_WHAT TO PRODUCE:_ Reproduce the listing verbatim, beginning at the line that contains "segment: wet mud" and continuing through the line that contains "333], [654, 331]]]".

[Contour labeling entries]
───

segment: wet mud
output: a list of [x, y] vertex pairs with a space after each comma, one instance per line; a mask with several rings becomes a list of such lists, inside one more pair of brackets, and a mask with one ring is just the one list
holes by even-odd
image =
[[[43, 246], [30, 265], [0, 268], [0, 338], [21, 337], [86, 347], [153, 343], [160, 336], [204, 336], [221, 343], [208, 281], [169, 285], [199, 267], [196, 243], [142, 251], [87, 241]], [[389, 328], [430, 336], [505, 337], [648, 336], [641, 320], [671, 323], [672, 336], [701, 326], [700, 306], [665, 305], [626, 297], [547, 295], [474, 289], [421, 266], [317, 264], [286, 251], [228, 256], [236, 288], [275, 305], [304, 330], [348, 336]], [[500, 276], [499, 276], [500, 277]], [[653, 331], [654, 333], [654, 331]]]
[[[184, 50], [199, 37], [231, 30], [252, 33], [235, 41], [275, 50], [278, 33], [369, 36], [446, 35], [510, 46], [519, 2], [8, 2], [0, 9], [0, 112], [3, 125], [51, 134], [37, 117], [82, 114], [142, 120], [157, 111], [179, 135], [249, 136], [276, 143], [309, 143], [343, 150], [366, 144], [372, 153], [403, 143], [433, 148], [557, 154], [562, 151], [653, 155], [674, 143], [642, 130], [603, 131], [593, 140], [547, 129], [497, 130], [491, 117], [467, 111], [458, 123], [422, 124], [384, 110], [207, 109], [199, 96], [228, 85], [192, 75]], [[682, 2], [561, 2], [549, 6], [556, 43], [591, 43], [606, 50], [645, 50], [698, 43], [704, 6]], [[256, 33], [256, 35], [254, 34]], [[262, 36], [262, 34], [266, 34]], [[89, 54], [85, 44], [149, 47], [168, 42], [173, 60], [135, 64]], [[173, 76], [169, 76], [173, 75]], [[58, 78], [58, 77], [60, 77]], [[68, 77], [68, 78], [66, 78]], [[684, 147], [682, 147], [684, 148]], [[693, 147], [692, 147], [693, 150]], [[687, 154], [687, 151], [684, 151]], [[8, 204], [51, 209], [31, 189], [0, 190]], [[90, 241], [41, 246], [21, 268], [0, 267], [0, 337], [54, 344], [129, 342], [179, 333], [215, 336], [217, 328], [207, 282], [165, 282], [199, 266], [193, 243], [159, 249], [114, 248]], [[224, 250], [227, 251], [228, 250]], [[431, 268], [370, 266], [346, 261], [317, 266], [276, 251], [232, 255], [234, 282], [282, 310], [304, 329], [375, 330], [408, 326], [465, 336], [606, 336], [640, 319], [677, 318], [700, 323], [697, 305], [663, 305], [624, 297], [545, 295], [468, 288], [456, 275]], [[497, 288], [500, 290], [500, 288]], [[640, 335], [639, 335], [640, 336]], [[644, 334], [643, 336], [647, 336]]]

───

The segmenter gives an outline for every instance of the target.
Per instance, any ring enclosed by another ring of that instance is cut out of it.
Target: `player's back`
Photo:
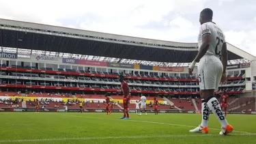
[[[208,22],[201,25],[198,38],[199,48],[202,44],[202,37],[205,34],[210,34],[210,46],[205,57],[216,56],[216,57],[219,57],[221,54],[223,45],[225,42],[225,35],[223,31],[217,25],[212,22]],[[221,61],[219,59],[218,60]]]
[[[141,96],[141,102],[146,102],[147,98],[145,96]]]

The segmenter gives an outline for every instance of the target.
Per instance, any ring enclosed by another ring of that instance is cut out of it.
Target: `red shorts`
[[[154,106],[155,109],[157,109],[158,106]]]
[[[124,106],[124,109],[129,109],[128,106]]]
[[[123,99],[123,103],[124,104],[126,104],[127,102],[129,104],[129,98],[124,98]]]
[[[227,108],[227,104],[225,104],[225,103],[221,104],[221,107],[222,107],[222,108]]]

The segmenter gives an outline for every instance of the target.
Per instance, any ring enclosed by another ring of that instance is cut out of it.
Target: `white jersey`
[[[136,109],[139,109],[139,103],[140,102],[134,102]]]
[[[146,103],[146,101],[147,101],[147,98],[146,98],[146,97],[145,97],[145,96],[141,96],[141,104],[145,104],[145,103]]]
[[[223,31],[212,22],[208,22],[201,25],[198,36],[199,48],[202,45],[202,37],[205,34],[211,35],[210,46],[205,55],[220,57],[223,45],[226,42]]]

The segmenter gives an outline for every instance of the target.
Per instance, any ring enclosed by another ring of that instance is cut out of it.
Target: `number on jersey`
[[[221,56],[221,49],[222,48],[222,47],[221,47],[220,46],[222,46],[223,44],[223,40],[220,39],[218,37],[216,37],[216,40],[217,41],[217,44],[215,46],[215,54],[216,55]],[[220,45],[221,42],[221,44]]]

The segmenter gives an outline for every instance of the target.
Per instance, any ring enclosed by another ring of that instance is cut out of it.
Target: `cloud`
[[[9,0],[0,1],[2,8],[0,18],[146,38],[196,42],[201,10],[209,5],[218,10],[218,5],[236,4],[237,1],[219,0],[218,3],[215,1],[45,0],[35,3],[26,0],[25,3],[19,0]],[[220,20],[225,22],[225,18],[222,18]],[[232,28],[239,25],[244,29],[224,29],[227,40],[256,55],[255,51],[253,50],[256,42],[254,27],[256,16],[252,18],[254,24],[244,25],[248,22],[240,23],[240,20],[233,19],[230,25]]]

───

_SOLUTION:_
segment: wet mud
output: a list of [x, y] vertex pairs with a space after each comma, one instance per line; a mask with several rings becomes a list of such lists, inside one more pair of brackets, and a mask with one ring is just the one list
holes by even-odd
image =
[[[43, 246], [30, 265], [0, 268], [0, 338], [21, 337], [86, 347], [153, 343], [160, 336], [204, 336], [221, 343], [208, 281], [169, 285], [199, 267], [196, 243], [142, 251], [87, 241]], [[389, 328], [430, 336], [505, 337], [648, 336], [641, 320], [671, 323], [672, 336], [701, 326], [700, 306], [665, 305], [626, 297], [547, 295], [474, 289], [421, 266], [317, 264], [286, 251], [228, 256], [236, 288], [275, 305], [304, 330], [348, 336]], [[500, 276], [499, 276], [500, 277]], [[653, 331], [654, 333], [654, 331]]]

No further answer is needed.